====== DATA LISTING

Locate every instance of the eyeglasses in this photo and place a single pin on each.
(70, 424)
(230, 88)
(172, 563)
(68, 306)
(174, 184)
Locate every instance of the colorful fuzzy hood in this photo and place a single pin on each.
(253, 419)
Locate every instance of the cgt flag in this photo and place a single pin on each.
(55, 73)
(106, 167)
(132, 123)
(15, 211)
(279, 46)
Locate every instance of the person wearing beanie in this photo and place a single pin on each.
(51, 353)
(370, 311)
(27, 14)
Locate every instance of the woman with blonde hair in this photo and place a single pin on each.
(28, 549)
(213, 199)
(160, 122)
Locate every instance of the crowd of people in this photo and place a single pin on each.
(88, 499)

============

• INSTRUCTIONS FOR THE TASK:
Could you write out only the lines of the listing above from the one that contains "Locate every instance of the crowd" through its final line, exactly and inclusive?

• FINISHED EXERCISE:
Locate every instance of the crowd of people in this photo and place a single pin on each.
(88, 499)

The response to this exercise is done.